• **Stated exercise**: Repeat every one of the rows below word for word, changing nothing.
################
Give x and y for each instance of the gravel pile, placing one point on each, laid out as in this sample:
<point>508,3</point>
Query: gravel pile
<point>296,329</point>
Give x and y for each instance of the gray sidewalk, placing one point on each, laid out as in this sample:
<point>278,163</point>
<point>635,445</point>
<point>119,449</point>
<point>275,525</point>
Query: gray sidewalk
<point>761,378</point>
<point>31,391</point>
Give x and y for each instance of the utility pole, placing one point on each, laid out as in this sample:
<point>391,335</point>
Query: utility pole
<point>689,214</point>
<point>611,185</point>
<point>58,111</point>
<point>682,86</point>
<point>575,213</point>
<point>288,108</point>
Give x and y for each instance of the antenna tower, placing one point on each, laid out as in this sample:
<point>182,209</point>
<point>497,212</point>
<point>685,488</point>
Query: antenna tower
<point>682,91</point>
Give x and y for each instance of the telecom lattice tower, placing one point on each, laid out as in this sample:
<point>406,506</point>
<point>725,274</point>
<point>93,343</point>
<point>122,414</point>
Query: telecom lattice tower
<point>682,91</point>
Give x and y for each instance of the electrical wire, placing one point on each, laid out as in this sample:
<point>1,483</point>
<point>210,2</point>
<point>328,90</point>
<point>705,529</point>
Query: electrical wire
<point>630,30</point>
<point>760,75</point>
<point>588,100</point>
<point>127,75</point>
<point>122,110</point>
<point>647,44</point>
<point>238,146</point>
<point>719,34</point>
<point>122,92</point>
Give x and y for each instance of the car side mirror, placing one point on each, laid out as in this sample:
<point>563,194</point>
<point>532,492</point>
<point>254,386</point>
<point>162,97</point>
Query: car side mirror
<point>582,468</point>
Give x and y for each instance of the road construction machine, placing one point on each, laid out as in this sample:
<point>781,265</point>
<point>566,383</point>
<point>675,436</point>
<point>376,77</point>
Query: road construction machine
################
• **Written response**:
Give x and y for each instance of the gravel pile, placing one point on each, laid out as in this sample:
<point>508,3</point>
Query: gravel pile
<point>296,329</point>
Give x and y for each instance of the gray sidewalk, placing one point on each, laid out as in this sample:
<point>278,163</point>
<point>635,445</point>
<point>119,449</point>
<point>275,525</point>
Query: gray sidewalk
<point>761,378</point>
<point>31,391</point>
Give x and y for each instance of the utility pole, placing one point on each, laid out as in this sample:
<point>391,335</point>
Query: utility pole
<point>689,214</point>
<point>611,185</point>
<point>58,111</point>
<point>682,86</point>
<point>575,213</point>
<point>288,108</point>
Give x and y for each instance of the antenna tower, placing one point on each, laid out as in this sample:
<point>182,209</point>
<point>497,212</point>
<point>685,488</point>
Query: antenna tower
<point>682,91</point>
Give x and y for each instance of the telecom lattice tower, placing one point on each, laid out as in this sample:
<point>406,506</point>
<point>725,274</point>
<point>93,343</point>
<point>122,414</point>
Query: telecom lattice tower
<point>682,91</point>
Give x and y for each instance of the electrical wire, placing one point on each, laid out as in this sample:
<point>1,483</point>
<point>210,2</point>
<point>328,90</point>
<point>705,529</point>
Query: electrical wire
<point>630,30</point>
<point>760,75</point>
<point>588,100</point>
<point>127,75</point>
<point>122,110</point>
<point>647,44</point>
<point>238,146</point>
<point>719,34</point>
<point>122,92</point>
Give x and y for each instance of the car side mirror, placing one point on each, laid out as in this sample:
<point>563,194</point>
<point>532,492</point>
<point>254,386</point>
<point>162,97</point>
Query: car side mirror
<point>582,468</point>
Give x and y for each instance of the road construction machine, placing one point on each, laid out as in this sample:
<point>781,265</point>
<point>566,383</point>
<point>675,436</point>
<point>376,77</point>
Query: road construction machine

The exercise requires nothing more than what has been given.